_Goal of the exercise:_ Copy the records below word for word, reproducing every line without change.

_Given data:_
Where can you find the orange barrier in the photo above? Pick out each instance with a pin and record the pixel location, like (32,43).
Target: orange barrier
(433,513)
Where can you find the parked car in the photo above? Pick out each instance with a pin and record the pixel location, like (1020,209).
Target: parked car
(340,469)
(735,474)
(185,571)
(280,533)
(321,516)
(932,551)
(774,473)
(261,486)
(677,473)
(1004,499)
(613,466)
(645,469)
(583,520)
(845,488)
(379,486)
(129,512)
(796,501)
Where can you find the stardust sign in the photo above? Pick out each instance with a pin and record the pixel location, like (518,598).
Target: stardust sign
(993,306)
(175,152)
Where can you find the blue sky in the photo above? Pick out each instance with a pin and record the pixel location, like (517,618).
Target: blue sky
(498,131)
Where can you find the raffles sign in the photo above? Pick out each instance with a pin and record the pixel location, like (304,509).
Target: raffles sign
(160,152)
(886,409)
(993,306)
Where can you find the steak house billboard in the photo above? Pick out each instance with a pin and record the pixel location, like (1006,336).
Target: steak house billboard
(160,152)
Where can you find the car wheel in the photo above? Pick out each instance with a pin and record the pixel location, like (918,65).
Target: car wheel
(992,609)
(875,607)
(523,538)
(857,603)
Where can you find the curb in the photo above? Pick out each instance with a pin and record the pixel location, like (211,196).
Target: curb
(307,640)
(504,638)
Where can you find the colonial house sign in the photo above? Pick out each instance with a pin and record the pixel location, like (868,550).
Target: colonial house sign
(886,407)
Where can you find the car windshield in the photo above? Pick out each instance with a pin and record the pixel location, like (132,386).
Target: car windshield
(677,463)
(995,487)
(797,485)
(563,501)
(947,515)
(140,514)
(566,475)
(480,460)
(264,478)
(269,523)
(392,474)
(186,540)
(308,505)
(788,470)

_Reply to the task:_
Where can you find the orange barrier in the photo above? Pick out each instance with a pin and record the pixel location, like (32,43).
Target: orange barrier
(433,513)
Where can you find the parked car in the photo above? Pick out each instance with a pin and record the pixel location, like (1020,209).
Target: parked car
(340,469)
(735,474)
(185,571)
(280,533)
(321,516)
(932,551)
(774,473)
(261,486)
(677,473)
(1004,499)
(613,466)
(645,469)
(583,520)
(845,488)
(379,486)
(129,512)
(796,501)
Where can you find the stardust sign in the photo above? Pick out each instance with a pin and record the pixel location, like (518,598).
Target: stardust sign
(993,306)
(175,152)
Where can you find the blue sky in the photo above? Pick out each instance with a pin and record the pixel location, like (517,618).
Target: blue sky
(498,131)
Where can you find the raffles sign in the photo above? Pick out each instance with a pin and record the pixel location, like (304,509).
Target: raffles sign
(160,152)
(886,409)
(993,306)
Where can you find the steak house billboard in the photo above? Pick out each instance with a pin and record the pixel location, like (1006,336).
Target: steak house billboard
(160,152)
Where can you find the car wheel in the photo above? Pick out each instance with a pin and record the pixel location, like (918,65).
Target: car wheel
(992,609)
(875,607)
(523,538)
(857,603)
Where can you find the curb in the photo above? Pick out each instance with a pin and record the pixel location, like (211,196).
Target: curb
(307,640)
(504,638)
Where can you find the colonial house sign in the photo above? Pick out each instance with a pin and record the pixel location, like (868,550).
Target: colonial house sign
(886,407)
Where can you find the car windshield in the photo above? Pick out each instance with a pin and record the pixel location, like (132,386).
Target: car windshield
(677,463)
(995,487)
(797,485)
(563,501)
(947,515)
(140,514)
(566,475)
(480,460)
(264,478)
(269,523)
(392,474)
(186,540)
(308,505)
(788,470)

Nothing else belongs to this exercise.